(Data items)
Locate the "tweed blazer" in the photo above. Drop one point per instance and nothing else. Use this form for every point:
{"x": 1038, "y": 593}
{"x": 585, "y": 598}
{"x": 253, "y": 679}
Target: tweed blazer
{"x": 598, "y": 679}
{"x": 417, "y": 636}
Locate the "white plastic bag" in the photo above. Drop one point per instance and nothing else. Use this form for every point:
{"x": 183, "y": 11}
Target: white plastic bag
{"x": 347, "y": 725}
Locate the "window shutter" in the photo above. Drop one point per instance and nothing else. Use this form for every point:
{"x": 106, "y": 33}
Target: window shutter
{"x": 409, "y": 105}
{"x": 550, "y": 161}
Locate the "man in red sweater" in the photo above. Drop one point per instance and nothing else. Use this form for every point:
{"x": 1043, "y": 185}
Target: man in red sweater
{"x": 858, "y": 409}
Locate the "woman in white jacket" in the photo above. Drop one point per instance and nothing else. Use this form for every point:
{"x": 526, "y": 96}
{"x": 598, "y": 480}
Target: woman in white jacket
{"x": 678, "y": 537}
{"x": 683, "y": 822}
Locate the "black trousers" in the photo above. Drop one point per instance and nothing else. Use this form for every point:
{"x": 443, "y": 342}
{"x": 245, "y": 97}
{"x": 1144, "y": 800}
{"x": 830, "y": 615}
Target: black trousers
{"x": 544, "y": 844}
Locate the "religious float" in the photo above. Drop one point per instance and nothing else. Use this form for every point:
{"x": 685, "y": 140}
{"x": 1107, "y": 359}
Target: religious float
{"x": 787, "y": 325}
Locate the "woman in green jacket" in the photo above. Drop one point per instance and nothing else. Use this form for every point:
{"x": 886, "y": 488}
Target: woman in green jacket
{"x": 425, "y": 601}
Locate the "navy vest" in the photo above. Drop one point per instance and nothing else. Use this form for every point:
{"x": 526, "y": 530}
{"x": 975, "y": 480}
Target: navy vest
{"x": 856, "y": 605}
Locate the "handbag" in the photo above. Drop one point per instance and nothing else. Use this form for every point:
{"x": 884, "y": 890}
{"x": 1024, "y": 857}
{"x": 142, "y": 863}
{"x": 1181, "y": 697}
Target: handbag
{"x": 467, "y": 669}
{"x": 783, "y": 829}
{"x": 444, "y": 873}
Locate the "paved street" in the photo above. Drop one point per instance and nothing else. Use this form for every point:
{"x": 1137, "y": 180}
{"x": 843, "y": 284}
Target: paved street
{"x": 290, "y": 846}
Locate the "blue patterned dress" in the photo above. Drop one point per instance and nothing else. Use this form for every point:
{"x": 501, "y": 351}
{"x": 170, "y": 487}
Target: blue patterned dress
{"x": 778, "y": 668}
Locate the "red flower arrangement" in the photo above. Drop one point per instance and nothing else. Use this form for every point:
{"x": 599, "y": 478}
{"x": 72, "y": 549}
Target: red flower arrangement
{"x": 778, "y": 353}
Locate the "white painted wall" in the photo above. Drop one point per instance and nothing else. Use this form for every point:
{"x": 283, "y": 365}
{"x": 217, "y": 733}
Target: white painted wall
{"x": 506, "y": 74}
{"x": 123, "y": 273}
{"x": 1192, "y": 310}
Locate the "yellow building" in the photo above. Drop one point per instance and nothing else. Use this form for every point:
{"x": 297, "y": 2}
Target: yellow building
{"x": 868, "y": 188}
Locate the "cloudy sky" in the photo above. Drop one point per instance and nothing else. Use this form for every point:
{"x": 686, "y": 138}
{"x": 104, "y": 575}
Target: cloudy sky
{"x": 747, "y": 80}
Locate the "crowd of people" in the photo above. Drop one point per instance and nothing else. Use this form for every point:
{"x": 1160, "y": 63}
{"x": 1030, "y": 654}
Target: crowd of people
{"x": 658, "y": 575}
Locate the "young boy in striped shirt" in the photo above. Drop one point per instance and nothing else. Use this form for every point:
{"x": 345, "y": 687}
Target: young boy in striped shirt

* [Exercise task]:
Would you reproduce the material above in full, exactly as given?

* [Answer in full]:
Locate the "tweed blazer" in the photo above. Drop one point per instance and nothing else. Use this form for every point:
{"x": 1038, "y": 593}
{"x": 585, "y": 598}
{"x": 253, "y": 679}
Target: tweed blazer
{"x": 598, "y": 679}
{"x": 417, "y": 636}
Locate the "white plastic bag" in the photo above. Drop one point per instance and nothing else. Use this form for every point:
{"x": 183, "y": 11}
Target: white plastic bag
{"x": 347, "y": 725}
Locate the "window shutter" in the photo above. Drop one point per instance and nothing else. Use this form for every point:
{"x": 106, "y": 33}
Target: window shutter
{"x": 409, "y": 105}
{"x": 550, "y": 161}
Locate the "man in red sweater" in the photo above. Drop one point per instance and nothing else. Use this form for every point:
{"x": 1043, "y": 185}
Target: man in red sweater
{"x": 858, "y": 409}
Locate the "woman in white jacket" in the photo above. Drop one point per instance and nothing else. Use this form for every point:
{"x": 526, "y": 96}
{"x": 598, "y": 480}
Target: woman in white jacket
{"x": 678, "y": 537}
{"x": 683, "y": 822}
Locate the "black trousers" in the photo above. Drop one point per instance and nothing else. Use this form for every point:
{"x": 443, "y": 342}
{"x": 245, "y": 97}
{"x": 1144, "y": 800}
{"x": 830, "y": 615}
Target: black trousers
{"x": 544, "y": 844}
Locate the "religious float" in the photo above. Drop one point per instance and nothing else. Use this form for every point:
{"x": 685, "y": 140}
{"x": 1107, "y": 359}
Target: religious float
{"x": 787, "y": 325}
Locate the "woman in green jacket" in the photo above. Drop one point per instance and nothing else. Use this form for every point:
{"x": 886, "y": 488}
Target: woman in green jacket
{"x": 425, "y": 601}
Locate the "navy vest" in the photo above. Drop one point per instance and nothing else. Use this form for every point:
{"x": 526, "y": 530}
{"x": 975, "y": 480}
Target: navy vest
{"x": 856, "y": 605}
Locate the "handbag" in the photo above. Drop one point per instance and nothing else. Use this form for every point:
{"x": 884, "y": 890}
{"x": 1024, "y": 857}
{"x": 142, "y": 863}
{"x": 1181, "y": 697}
Target: handbag
{"x": 467, "y": 669}
{"x": 783, "y": 829}
{"x": 444, "y": 873}
Locate the "paved street" in the photo above. Drop one point per instance and nothing else. Use this form for every point:
{"x": 1137, "y": 180}
{"x": 843, "y": 284}
Target: paved street
{"x": 290, "y": 846}
Locate the "blue patterned dress" in the photo above. Drop one point per instance and nothing else. Use this form for every point:
{"x": 501, "y": 351}
{"x": 170, "y": 487}
Target: blue patterned dress
{"x": 778, "y": 668}
Locate the "red flower arrangement" in the photo above. Drop one point per instance and nothing else. Use this form for every point:
{"x": 599, "y": 478}
{"x": 72, "y": 549}
Target: red flower arrangement
{"x": 778, "y": 353}
Locate the "white painted wall" in the photo above. Drop one point per instance and nothing else. Use this form for every point:
{"x": 283, "y": 365}
{"x": 217, "y": 733}
Target: white painted wall
{"x": 506, "y": 74}
{"x": 123, "y": 273}
{"x": 1192, "y": 310}
Locate the "yellow building" in the photo above. Drop one point per instance and nothing else. Use this form for every point:
{"x": 297, "y": 2}
Target: yellow building
{"x": 868, "y": 188}
Locate the "cloudy sky" in the photo above. Drop one point per instance and nothing else. Use this form for every point:
{"x": 686, "y": 138}
{"x": 104, "y": 575}
Target: cloudy sky
{"x": 747, "y": 80}
Locate the "crowd of people" in the photo above. Drop one point per instance and nothing else. Use this form for every point:
{"x": 1160, "y": 63}
{"x": 1030, "y": 654}
Target: crowd of people
{"x": 658, "y": 575}
Locate the "young boy in striped shirt" in the photo above. Drop one point per instance and nothing else. Use this form for every point:
{"x": 345, "y": 687}
Target: young boy in striped shirt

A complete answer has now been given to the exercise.